*** Opening Data extracts ***
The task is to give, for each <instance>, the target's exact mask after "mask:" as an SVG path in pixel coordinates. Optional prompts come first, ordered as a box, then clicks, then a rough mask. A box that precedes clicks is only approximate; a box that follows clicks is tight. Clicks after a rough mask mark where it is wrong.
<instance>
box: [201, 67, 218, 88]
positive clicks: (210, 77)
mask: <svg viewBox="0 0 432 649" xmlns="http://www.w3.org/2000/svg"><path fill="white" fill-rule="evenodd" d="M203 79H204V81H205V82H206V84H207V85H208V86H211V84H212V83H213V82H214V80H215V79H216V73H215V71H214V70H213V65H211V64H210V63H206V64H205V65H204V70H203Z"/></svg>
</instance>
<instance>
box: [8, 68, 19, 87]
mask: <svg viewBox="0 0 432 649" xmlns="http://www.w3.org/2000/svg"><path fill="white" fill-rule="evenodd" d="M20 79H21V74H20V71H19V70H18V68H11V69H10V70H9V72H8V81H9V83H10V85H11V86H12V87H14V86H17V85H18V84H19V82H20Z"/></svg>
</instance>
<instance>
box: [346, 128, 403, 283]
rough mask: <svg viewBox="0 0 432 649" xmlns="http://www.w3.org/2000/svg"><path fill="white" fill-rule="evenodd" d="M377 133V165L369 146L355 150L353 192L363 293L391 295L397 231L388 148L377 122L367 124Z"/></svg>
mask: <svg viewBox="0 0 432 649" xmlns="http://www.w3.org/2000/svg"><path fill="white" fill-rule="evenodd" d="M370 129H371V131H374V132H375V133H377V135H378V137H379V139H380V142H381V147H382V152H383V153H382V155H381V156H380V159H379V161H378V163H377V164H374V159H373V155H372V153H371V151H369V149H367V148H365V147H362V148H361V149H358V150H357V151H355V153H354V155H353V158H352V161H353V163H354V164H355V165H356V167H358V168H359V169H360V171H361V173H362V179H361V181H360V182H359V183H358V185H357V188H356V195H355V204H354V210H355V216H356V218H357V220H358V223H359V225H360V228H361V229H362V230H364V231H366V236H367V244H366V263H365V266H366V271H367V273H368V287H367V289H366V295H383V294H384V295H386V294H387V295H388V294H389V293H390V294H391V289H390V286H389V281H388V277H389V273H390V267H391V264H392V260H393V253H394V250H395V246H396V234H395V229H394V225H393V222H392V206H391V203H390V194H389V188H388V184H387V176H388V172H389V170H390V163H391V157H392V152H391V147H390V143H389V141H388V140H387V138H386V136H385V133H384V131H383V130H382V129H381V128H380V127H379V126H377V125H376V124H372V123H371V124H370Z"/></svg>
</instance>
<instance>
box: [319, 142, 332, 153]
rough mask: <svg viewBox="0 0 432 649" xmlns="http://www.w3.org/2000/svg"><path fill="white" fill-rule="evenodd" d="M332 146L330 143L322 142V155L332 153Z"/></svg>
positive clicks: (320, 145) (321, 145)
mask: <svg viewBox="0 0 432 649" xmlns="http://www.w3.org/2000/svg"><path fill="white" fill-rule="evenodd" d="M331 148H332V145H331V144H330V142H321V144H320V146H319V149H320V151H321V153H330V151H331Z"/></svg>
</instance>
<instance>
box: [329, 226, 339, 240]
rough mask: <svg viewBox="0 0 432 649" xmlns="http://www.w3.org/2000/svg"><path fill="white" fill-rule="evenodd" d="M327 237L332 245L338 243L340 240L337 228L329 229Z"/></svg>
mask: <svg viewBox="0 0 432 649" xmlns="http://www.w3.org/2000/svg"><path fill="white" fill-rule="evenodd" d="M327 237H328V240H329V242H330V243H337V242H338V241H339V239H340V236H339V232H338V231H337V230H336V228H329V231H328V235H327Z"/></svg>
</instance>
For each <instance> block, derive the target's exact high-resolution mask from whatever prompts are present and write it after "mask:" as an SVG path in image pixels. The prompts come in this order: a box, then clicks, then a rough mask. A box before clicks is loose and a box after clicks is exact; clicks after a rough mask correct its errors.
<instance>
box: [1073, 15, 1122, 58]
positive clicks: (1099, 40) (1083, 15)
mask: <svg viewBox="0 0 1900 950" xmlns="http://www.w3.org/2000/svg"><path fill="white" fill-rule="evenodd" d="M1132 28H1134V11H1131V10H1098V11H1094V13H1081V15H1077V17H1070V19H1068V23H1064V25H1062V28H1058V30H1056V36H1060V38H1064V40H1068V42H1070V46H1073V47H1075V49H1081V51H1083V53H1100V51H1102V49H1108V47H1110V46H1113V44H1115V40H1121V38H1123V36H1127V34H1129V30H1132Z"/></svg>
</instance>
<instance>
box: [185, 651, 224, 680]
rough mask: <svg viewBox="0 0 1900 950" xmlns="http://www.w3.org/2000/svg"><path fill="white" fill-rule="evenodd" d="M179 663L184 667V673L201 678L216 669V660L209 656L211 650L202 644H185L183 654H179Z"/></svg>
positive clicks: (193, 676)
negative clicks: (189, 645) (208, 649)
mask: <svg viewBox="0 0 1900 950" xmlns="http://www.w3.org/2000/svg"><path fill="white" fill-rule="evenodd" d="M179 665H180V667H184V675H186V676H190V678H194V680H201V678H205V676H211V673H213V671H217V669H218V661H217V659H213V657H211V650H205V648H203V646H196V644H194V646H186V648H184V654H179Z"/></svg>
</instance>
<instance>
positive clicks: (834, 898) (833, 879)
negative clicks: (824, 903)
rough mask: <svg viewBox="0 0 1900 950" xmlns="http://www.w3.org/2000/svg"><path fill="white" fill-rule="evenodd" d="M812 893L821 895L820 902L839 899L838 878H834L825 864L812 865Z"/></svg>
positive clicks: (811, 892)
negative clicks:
*** Closing Data extracts ***
What is expected
The response must contain exactly the lines from the one with "negative clicks: (189, 645) (208, 649)" to the end of the entries above, both included, and nothing more.

Exercise answer
negative clicks: (189, 645) (208, 649)
mask: <svg viewBox="0 0 1900 950" xmlns="http://www.w3.org/2000/svg"><path fill="white" fill-rule="evenodd" d="M179 665H180V667H184V675H186V676H190V678H194V680H201V678H205V676H211V673H213V671H217V669H218V661H217V659H213V657H211V650H205V648H203V646H196V644H194V646H186V648H184V654H179Z"/></svg>
</instance>
<instance>
positive clicks: (834, 898) (833, 879)
negative clicks: (824, 903)
rough mask: <svg viewBox="0 0 1900 950" xmlns="http://www.w3.org/2000/svg"><path fill="white" fill-rule="evenodd" d="M812 893L821 895L820 902L839 899L838 878H834L825 864L812 865Z"/></svg>
positive clicks: (811, 892)
negative clicks:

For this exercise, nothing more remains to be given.